▶ _EXERCISES TO COMPLETE_:
a. Answer these questions from the statement on Afghanistan's regional cooperation:
(i) In which city was the December conference held?
(ii) How many regional confidence-building measures does the "Istanbul Process" include?
(iii) Which years does the "Transformation Decade" cover?
b. Supply the passage that follows the final sentence of the statement on Afghanistan's regional cooperation.
**** DOCUMENT SECTION ****
Moving towards Transformation Decade, the new Afghanistan still face many development challenges. It is obvious the achieving peace, stability, and prosperity require a better security environment in our cities, villages, and borders. And, as we all know, achieving the goal of creating a better security environment in highly dependent on economic and human development as well as on good governance. Our strategic vision towards self-reliance Afghanistan for the transformation decade is the result of our commitments to tackle those challenges.

 

Mr. Chairman,

 

Since late last year, the series of conferences beginning with Istanbul in November, followed by Bonn in December, Dushanbe in March, Chicago in May, and last June’s Heart of Asia Ministerial meeting in Kabul, have demonstrated the region and international community’s unequivocal political and economic support for Afghanistan’s rebirth as a confident, stable, and reliable hub for regional trade and transit at a key interchange in Asia: the world’s most dynamic region.

 

Together, these building blocks have served Afghanistan and its citizens well in terms of facilitating the regional bonds for economic exchange, political cooperation, and cultural understanding.

 

In this regard, the November 2011 initiated “Istanbul Process”, and its 43 regional confidence-building measures, acknowledges the need for a substantive political dialogue to ensure that steps to integrate the national economies of the region are sustained and made durable. Given the long road ahead in the remainder of the “Transition Period” (until 2014) and “Transformation Decade” (2015-2024), the need for mutually reinforcing economic, political, and security-building efforts becomes even more urgent as Afghanistan charts an unequivocally regional future.

 

We perceive regional economic cooperation as a key element of our broader efforts to strengthen relations, mutual respect, and trust between Afghanistan and its many neighbors.
**** MATERIAL SUPPLIED ****
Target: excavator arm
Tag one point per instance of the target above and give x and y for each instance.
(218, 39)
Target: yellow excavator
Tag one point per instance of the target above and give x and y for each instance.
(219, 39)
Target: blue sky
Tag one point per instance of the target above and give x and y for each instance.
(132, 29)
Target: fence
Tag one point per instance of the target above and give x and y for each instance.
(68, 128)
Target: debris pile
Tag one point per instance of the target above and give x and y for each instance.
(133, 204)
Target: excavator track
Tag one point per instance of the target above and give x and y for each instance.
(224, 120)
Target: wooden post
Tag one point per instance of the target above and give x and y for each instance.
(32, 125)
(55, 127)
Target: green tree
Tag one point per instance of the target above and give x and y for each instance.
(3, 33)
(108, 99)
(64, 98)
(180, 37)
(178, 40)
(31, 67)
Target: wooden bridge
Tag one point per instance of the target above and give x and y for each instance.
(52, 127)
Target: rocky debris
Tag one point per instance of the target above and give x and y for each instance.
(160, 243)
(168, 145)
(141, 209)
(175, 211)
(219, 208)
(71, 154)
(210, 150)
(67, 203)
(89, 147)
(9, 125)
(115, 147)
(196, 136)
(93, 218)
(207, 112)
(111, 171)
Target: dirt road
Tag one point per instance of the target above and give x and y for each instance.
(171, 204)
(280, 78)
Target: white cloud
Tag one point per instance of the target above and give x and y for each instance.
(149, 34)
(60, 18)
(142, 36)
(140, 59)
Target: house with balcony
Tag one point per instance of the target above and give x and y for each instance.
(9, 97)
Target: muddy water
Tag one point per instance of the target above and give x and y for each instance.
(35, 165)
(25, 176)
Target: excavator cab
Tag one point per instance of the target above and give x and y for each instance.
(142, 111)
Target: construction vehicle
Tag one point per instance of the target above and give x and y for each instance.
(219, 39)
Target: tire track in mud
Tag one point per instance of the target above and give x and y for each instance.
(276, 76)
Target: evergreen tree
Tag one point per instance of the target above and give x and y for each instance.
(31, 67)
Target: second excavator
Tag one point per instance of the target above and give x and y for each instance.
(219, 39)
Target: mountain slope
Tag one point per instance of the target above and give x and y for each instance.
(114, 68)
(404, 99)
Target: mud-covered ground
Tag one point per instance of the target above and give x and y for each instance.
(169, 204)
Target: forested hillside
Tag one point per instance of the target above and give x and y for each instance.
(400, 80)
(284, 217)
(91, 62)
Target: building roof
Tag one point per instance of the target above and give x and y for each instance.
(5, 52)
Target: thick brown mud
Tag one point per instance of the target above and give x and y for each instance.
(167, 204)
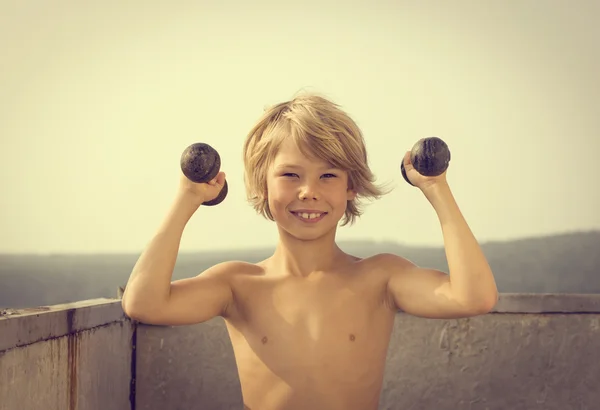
****
▶ _THE RESULTS_:
a.
(i) Bonn
(ii) 43
(iii) 2015-2024

b.
 

Mr. Chairman,

 

With three years left for attaining the Millennium Development Goals (MDGs), despite our efforts and progress, our group is faced with serious obstacles in meeting our stated goals.  Among the many factors hindering our progress, include multiple global crises of climate change, natural disasters, the global financial and economic crises, as well as food insecurity.  Given our special situation, LDCs require special and particular focus and attention from the international community.  Afghanistan, underscores, in this connection, the necessary increase in Official Development Assistance (ODA) by our partners in the developed world to help us realize our national and millennium development goals.

 

In addition, we insist that donors take into consideration the principle of ownership of recipient countries, reducing the allocation of ODA outside of government systems and instead channeling more funds through core budgets and trust funds. Additional measures are required for ensuring the efficiency and transparency of such aid.  This could be achieved through greater coordination among the donor community.

 

A sound and effective agriculture sector is vital for our development and prosperity.  The overwhelming majority of LDCs rely on agricultural productivity, as a key component of a self-sufficient economy.  In this connection, due consideration on the part of our international partners should be accorded.

 

Without any doubt, the effects of climate change are among the dominant threats facing our common development and prosperity.  Too often, natural disasters, whether in the form of mudslides and flooding or drought have devastated our infrastructure, and agriculture. As members of LDCs, we must come together for a strong common position on issues related to climate change and environmental degradation.

 

Mr. Chairman,

 

Afghanistan further supports the LDC’s position on the need for strengthening the Global System of Trade Preferences among developing countries (GSTP), and increasing the volume of development assistance and financial flows, technology transfer, and duty-free, quota-free market access being provided by countries of the South to LDCs. We welcome such initiatives and call for other members in the South to do the same.

 

Mr. Chairman,

 

Afghanistan welcomes the outcome document of United Nations Conference on Sustainable Development which was held from 20 to 22 June 2012 in Rio de Janeiro, Brazil. The Conference was a historic event in garnering a renewed commitment for effective strategies to promote global prosperity, reduce poverty, advance social equity and protect our environment.

 

We also call upon the international community to seize this opportunity to strengthen the coordination and coherence between the United Nations system and all other multilateral financial, trade and development institutions to support economic growth, poverty eradication and sustainable development in the LDCs.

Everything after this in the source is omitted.